* [TEXTE SOURCE]:
╔══
Le Conseil de l’Accusé :

M. Stevo Bezbradica

LA CHAMBRE DE PREMIÈRE INSTANCE du Tribunal international chargé de poursuivre les personnes présumées responsables de violations graves du droit international humanitaire commises sur le territoire de l’ex-Yougoslavie depuis 1991 (le « Tribunal  ») est saisie d’une demande du Bureau du Procureur (l’« Accusation ») relative à des mesures de protection pour des victimes et des témoins, et au sujet de laquelle il rend la question par la présente décision.

A. Conclusions des parties

1. Le 5 octobre 2005, l’Accusation a déposé une demande en partie confidentielle , en partie ex parte, en application de l’article 11 bis D) et 75 F) et G) du Règlement de procédure et de preuve, pour laquelle elle sollicite le maintien en vigueur et la modification de mesures de protection (Prosecutor’s Motion Pursuant to Rules 11 bis(D) and 75(F)(G) of the Rules for Order to Maintain Inforce [sic] and Vary Protective Measures), la « Demande ». Dans cette demande, l’Accusation sollicite trois types de mesures :

a) Le maintien en vigueur, sur ordonnance de la Chambre de première instance, des mesures de protection générales et spécifiques accordées par la Chambre de première instance II dans l’affaire Le Procureur c/ Mitar Vasiljevic (l’ « Affaire Vasiljevic ») ;

b) l’application de ces mesures de protection, dans leur intégralité, aux accusés Milan Lukic et Sredoje Lukic ; et

c) la reconnaissance par la Chambre de première instance que l’Accusation peut, à tout moment de la procédure, déposer toute nouvelle demande de mesures de protection pour des victimes et des témoins supplémentaires, ou nouvelle demande d’annulation, de modification ou d’augmentation des mesures de protection en vigueur.

Les mesures de protection dont l’Accusation demande l’application en l’espèce ont été accordées par la Chambre de première instance II dans l’affaire Vasiljevic par la décision du 8 septembre 20001, l’ordonnance du 26 septembre 20002 et l’ordonnance du 24 juillet 20013.
╚══
* [EXERCICES]:
A. D'après le texte source, à quelle date l'Accusation a-t-elle déposé sa demande ?
B. Traduisez en anglais la phrase suivante du texte source : « Dans cette demande, l’Accusation sollicite trois types de mesures : »

* [Données du jeu de segmentation]:
╔══
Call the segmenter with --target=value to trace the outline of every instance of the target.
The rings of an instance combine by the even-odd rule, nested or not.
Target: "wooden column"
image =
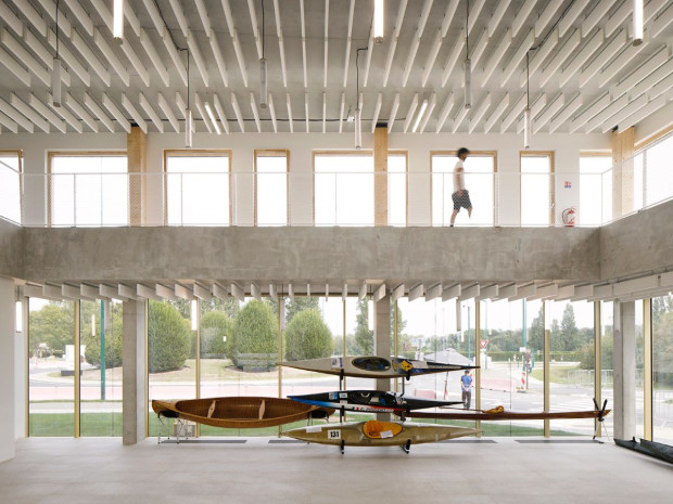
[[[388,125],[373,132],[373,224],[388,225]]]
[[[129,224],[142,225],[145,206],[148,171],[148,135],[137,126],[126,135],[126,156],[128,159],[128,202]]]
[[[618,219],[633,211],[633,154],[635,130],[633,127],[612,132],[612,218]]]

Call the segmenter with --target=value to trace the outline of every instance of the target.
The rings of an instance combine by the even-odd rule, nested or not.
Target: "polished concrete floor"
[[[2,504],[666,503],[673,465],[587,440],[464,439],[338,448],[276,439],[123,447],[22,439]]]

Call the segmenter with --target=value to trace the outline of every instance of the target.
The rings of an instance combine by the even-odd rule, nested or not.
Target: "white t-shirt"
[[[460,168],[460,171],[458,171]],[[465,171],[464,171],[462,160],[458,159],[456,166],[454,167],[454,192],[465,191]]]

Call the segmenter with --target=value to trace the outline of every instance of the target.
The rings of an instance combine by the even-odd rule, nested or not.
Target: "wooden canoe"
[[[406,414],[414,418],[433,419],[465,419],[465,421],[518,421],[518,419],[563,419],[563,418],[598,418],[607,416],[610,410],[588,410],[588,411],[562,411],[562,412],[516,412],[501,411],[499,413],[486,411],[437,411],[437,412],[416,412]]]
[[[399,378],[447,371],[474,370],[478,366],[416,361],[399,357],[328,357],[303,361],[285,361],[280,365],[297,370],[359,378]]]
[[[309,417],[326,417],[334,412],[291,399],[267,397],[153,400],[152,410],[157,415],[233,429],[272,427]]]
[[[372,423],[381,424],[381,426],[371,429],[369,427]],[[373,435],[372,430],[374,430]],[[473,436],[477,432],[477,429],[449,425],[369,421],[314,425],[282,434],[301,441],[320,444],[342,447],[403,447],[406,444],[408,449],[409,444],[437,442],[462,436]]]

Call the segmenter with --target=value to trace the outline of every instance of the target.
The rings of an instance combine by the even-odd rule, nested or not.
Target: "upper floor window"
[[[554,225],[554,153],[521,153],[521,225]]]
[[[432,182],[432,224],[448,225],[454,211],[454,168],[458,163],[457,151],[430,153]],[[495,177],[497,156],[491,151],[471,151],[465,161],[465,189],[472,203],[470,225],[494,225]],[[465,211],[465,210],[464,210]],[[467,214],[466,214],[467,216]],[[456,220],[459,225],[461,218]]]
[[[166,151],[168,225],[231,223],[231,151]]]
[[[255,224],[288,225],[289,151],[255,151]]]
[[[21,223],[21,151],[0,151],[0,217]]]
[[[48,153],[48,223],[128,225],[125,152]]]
╚══
* [CORRIGÉ]:
A. Le 5 octobre 2005.

B. In this motion, the Prosecution seeks three types of measures: